Work item —
Please rewrite the records with every "rough mask" replaced by "coarse mask" and nothing else changed. Omit the pictures from your version.

Data —
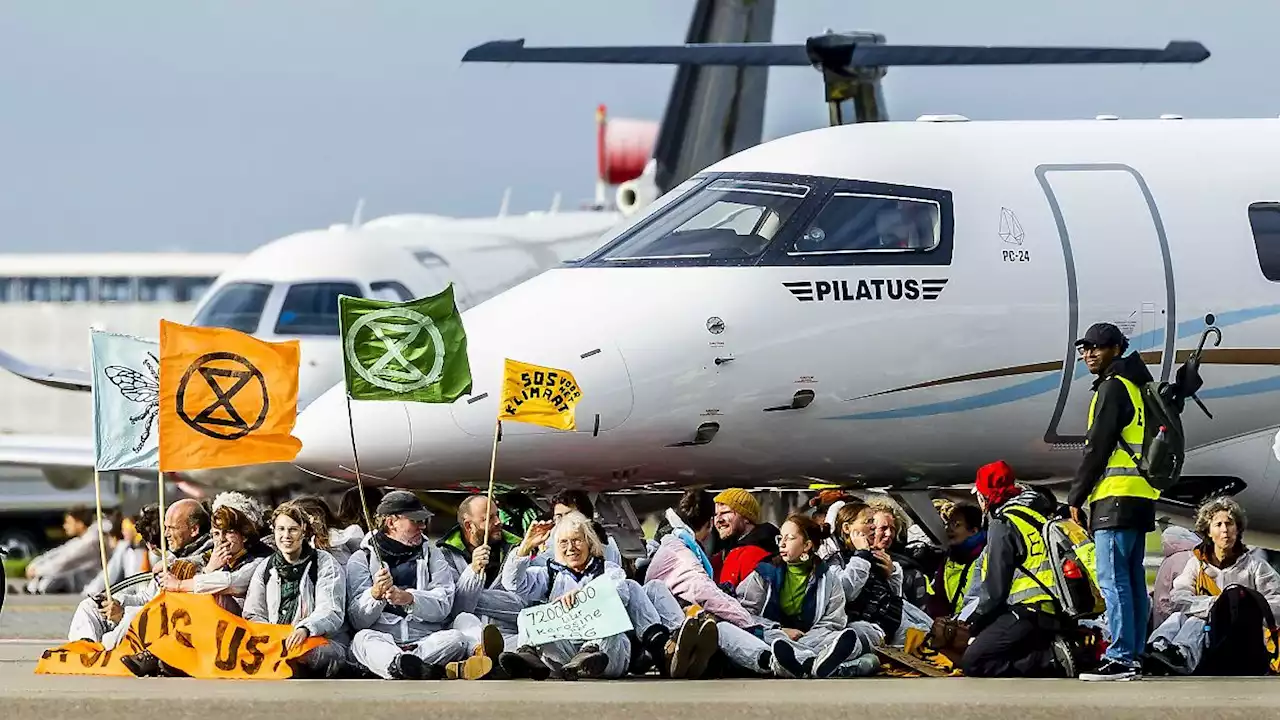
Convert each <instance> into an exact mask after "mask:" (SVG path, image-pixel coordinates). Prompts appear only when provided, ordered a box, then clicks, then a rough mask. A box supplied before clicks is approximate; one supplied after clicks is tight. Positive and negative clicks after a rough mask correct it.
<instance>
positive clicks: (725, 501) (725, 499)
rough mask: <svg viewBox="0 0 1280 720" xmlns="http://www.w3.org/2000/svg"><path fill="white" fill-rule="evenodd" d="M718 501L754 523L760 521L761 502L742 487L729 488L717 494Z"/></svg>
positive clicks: (758, 522) (716, 496) (716, 499)
mask: <svg viewBox="0 0 1280 720" xmlns="http://www.w3.org/2000/svg"><path fill="white" fill-rule="evenodd" d="M716 502H718V503H721V505H728V507H730V510H732V511H733V512H737V514H739V515H741V516H742V518H746V520H748V521H749V523H751V524H753V525H758V524H759V523H760V502H759V501H758V500H755V497H753V496H751V493H749V492H746V491H745V489H742V488H728V489H727V491H724V492H722V493H719V495H717V496H716Z"/></svg>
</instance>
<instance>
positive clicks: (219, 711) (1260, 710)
mask: <svg viewBox="0 0 1280 720" xmlns="http://www.w3.org/2000/svg"><path fill="white" fill-rule="evenodd" d="M77 602H78V598H77V597H73V596H47V597H28V596H9V597H8V598H6V601H5V606H4V610H3V611H0V716H3V717H4V719H5V720H47V719H49V717H86V719H90V717H91V719H92V720H116V719H120V720H138V719H140V717H164V719H165V720H174V719H186V717H191V719H211V720H212V719H216V720H225V719H227V717H236V720H278V719H279V717H282V716H285V717H288V716H292V717H306V720H339V719H340V720H349V719H351V717H360V716H365V715H371V714H393V715H398V714H401V712H404V711H411V712H416V714H422V712H424V711H426V712H430V714H431V715H433V716H444V717H485V719H495V720H507V719H511V720H532V719H534V717H545V719H553V720H563V719H567V717H575V716H577V717H590V719H591V720H614V719H616V720H626V719H632V717H636V719H657V717H662V719H663V720H666V719H668V717H698V719H700V720H712V719H724V720H728V719H732V720H739V719H742V720H746V719H753V720H754V719H756V717H759V719H764V717H768V719H772V720H777V719H780V717H785V719H787V720H810V719H812V720H832V717H847V716H850V715H851V714H858V716H865V717H869V719H873V720H895V719H900V717H901V719H911V720H923V719H931V720H932V719H945V720H969V719H975V720H977V719H993V720H995V719H1006V717H1007V719H1018V720H1039V719H1052V717H1070V719H1079V717H1088V716H1091V715H1093V716H1098V717H1107V719H1129V717H1143V719H1149V717H1160V719H1161V720H1181V719H1188V720H1190V719H1194V720H1204V719H1206V717H1212V719H1215V720H1219V719H1222V720H1228V719H1235V717H1240V719H1256V717H1280V678H1263V679H1217V678H1208V679H1153V678H1148V679H1144V680H1140V682H1130V683H1082V682H1079V680H979V679H972V678H938V679H924V678H918V679H891V678H864V679H852V680H822V682H819V680H763V679H762V680H707V682H681V680H659V679H631V680H613V682H590V680H584V682H579V683H563V682H554V680H548V682H545V683H534V682H529V680H520V682H512V680H507V682H485V680H481V682H474V683H466V682H460V680H453V682H448V680H440V682H422V683H411V682H380V680H284V682H253V680H239V682H236V680H192V679H187V678H180V679H179V678H147V679H137V678H86V676H56V675H36V674H35V666H36V660H37V659H38V657H40V653H41V652H42V651H44V650H46V648H47V647H51V646H54V644H58V643H60V642H63V641H61V638H65V632H67V624H68V620H69V618H70V614H72V611H73V610H74V607H76V603H77ZM833 714H836V715H833ZM401 716H402V715H401Z"/></svg>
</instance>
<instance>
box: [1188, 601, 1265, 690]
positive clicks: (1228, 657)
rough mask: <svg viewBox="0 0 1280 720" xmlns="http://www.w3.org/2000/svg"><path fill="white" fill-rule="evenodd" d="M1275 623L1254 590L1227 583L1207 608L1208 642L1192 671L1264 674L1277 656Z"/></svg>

Solution —
Convert each <instance> into an exact mask after "mask:" (SVG path, image-pixel coordinates). Prompts appear only when provided, ordered a box, then clicks, then a coarse mask. A box supplied before clicks is approximate; one supplied after clicks is tight. Positive and negative clicks after a coarse mask correct it.
<instance>
positive clicks: (725, 501) (725, 499)
coarse mask: <svg viewBox="0 0 1280 720" xmlns="http://www.w3.org/2000/svg"><path fill="white" fill-rule="evenodd" d="M718 501L754 523L760 521L761 502L742 487L729 488L717 494Z"/></svg>
positive clicks: (758, 522) (716, 496) (716, 499)
mask: <svg viewBox="0 0 1280 720" xmlns="http://www.w3.org/2000/svg"><path fill="white" fill-rule="evenodd" d="M716 502H718V503H721V505H728V507H730V510H732V511H733V512H737V514H739V515H741V516H742V518H746V520H748V521H749V523H751V524H753V525H758V524H759V523H760V502H759V501H758V500H755V497H753V496H751V493H749V492H746V491H745V489H742V488H728V489H727V491H724V492H722V493H719V495H717V496H716Z"/></svg>
</instance>
<instance>
positive clicks: (219, 711) (1260, 710)
mask: <svg viewBox="0 0 1280 720" xmlns="http://www.w3.org/2000/svg"><path fill="white" fill-rule="evenodd" d="M77 602H78V598H77V597H73V596H47V597H28V596H9V597H8V598H6V601H5V606H4V610H3V611H0V716H3V717H4V719H5V720H47V719H49V717H86V719H90V717H91V719H92V720H116V719H120V720H138V719H140V717H164V719H165V720H174V719H186V717H191V719H211V720H212V719H216V720H225V719H227V717H236V720H278V719H279V717H282V716H285V717H288V716H292V717H306V720H339V719H340V720H349V719H351V717H360V716H365V715H371V714H393V715H398V714H401V712H404V711H411V712H416V714H422V712H424V711H426V712H430V714H431V715H433V716H444V717H485V719H495V720H507V719H511V720H532V719H534V717H545V719H553V720H563V719H567V717H575V716H577V717H590V719H591V720H614V719H616V720H626V719H632V717H636V719H657V717H662V719H663V720H666V719H668V717H698V719H700V720H712V719H724V720H728V719H732V720H739V719H742V720H746V719H753V720H754V719H756V717H759V719H764V717H768V719H772V720H777V719H780V717H785V719H787V720H810V719H812V720H832V717H847V716H850V715H851V714H858V716H865V717H869V719H873V720H895V719H900V717H901V719H911V720H923V719H931V720H932V719H945V720H969V719H975V720H977V719H993V720H995V719H1006V717H1007V719H1018V720H1039V719H1052V717H1070V719H1079V717H1088V716H1091V715H1093V716H1098V717H1107V719H1129V717H1143V719H1149V717H1160V719H1161V720H1181V719H1188V720H1190V719H1194V720H1204V719H1206V717H1212V719H1215V720H1219V719H1222V720H1228V719H1235V717H1240V719H1256V717H1280V678H1263V679H1217V678H1208V679H1153V678H1148V679H1144V680H1140V682H1130V683H1082V682H1079V680H979V679H972V678H938V679H924V678H918V679H891V678H864V679H852V680H822V682H819V680H763V679H762V680H707V682H681V680H659V679H631V680H613V682H590V680H584V682H579V683H563V682H554V680H548V682H545V683H534V682H529V680H520V682H512V680H507V682H485V680H481V682H474V683H466V682H460V680H453V682H448V680H440V682H422V683H411V682H380V680H284V682H253V680H239V682H236V680H192V679H187V678H180V679H179V678H147V679H137V678H86V676H56V675H36V674H35V666H36V660H37V659H38V657H40V653H41V652H42V651H44V650H46V648H47V647H51V646H54V644H58V643H60V642H63V641H61V638H65V632H67V624H68V620H69V618H70V614H72V611H73V610H74V607H76V603H77ZM833 714H836V715H833ZM401 716H402V715H401Z"/></svg>
</instance>
<instance>
box: [1188, 601, 1265, 690]
positive clicks: (1228, 657)
coarse mask: <svg viewBox="0 0 1280 720" xmlns="http://www.w3.org/2000/svg"><path fill="white" fill-rule="evenodd" d="M1275 623L1254 590L1227 583L1207 608L1208 642L1192 671L1264 674L1277 656Z"/></svg>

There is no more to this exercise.